§ **Tarefas**:
1) Quais percentuais são citados no trecho sobre as Filipinas e o Brasil?
2) Reescreva o trecho sobre as Filipinas e o Brasil de "Ele lembra que" a "do Brasil (67%).", trocando "guarda-chuva" por "sombrinha".

§ **Trecho selecionado**:
Mesmo depois da chegada às Américas, os espanhóis (e também os portugueses) nunca deixaram de querer alcançar a Ásia na busca de especiarias do Oriente – e como “porta de entrada” para o grande mercado da China.
“Eles não encontraram muitas coisas para explorar ali naquela região, ao contrário da América. Mas viam as Filipinas como estratégicas para as ambições sobre a China”, diz Rocha.
Durante o período colonial espanhol, as Filipinas, inclusive, respondiam diretamente ao vice-rei da Nova Espanha (como era conhecida a região do México).
E, por mais de dois séculos, houve uma rota comercial que ligava diretamente Acapulco, na costa pacífica mexicana, a Manila.
Em 1898, durante a Guerra Hispano-Americana, a derrotada Espanha cedeu as Filipinas aos Estados Unidos. A independência filipina dos americanos só veio em 1946.
Papel da religião
Além de algumas semelhanças óbvias relacionadas à colonização, o pesquisador Carlos Rocha identifica paralelos entre a história filipina e a presença portuguesa no Brasil.
“Nos dois países, padres católicos tiveram papel fundamental no processo colonial num primeiro momento. Havia um discurso semelhante no sentido que os nativos não deveriam ser escravizados, mas sim convertidos ao cristianismo”, explica.
“Muitos dos freis que foram para as Filipinas tiveram um período de experiência e missão nas Américas. E levaram essa experiência para lá”.
Mesmo após o fim da colonização Espanhola, o catolicismo permaneceu forte na região.
No último censo, em 2020, mais de 78% da população filipina se declarou católica. É o único país asiático onde o cristianismo predomina. Nas vizinhas Indonésia e Malásia, por exemplo, a maioria é muçulmana.
“As Filipinas têm essa colonização e herança colonial única ali na região. Nesse aspecto, vejo semelhanças com o Brasil, que foi o único colonizado por Portugal nas Américas e com muita presença africana. Então, há uma valorização ali por eles serem os ‘exóticos’ e diferentes em relação aos países vizinhos, o que cria uma cultura muito própria”, destaca Rocha.
O designer filipino San acrescenta que a influência da religião aproxima os dois países ao fazer as pessoas “se adaptarem” no comportamento.
Ele lembra que muitos brasileiros o procuraram nas redes sociais após ele publicar sobre o fato de as Filipinas serem um país extremamente supersticioso.
Exemplos: se um garfo ou uma colher cair no chão, é sinal que alguma visita virá à sua casa; guarda-chuva atrás da porta pode atrair má sorte.
Para Fabiana Magante, que promove eventos brasileiros em Manila, essa contradição fica visível na representatividade LGBTQIA+ nas Filipinas.
“A cultura católica é muito presente na sociedade aqui. Mas, ao mesmo tempo, vejo que há uma tolerância com homossexuais, que são muito presentes nas ruas, nas festas”, diz.
Uma pesquisa de 2020 do centro de pesquisas Pew Research Center apontou que 73% dos filipinos acreditam que a homossexualidade deveria ser aceita pela sociedade – é um número muito maior que a vizinha Indonésia (9%) e superior ao do Brasil (67%).

§ **Material extraído**:

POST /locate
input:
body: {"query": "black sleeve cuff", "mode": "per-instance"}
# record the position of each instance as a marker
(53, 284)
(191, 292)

§ **Respostas às tarefas**:
1) 78%, 73%, 9% e 67%.

2)
Ele lembra que muitos brasileiros o procuraram nas redes sociais após ele publicar sobre o fato de as Filipinas serem um país extremamente supersticioso.
Exemplos: se um garfo ou uma colher cair no chão, é sinal que alguma visita virá à sua casa; sombrinha atrás da porta pode atrair má sorte.
Para Fabiana Magante, que promove eventos brasileiros em Manila, essa contradição fica visível na representatividade LGBTQIA+ nas Filipinas.
“A cultura católica é muito presente na sociedade aqui. Mas, ao mesmo tempo, vejo que há uma tolerância com homossexuais, que são muito presentes nas ruas, nas festas”, diz.
Uma pesquisa de 2020 do centro de pesquisas Pew Research Center apontou que 73% dos filipinos acreditam que a homossexualidade deveria ser aceita pela sociedade – é um número muito maior que a vizinha Indonésia (9%) e superior ao do Brasil (67%).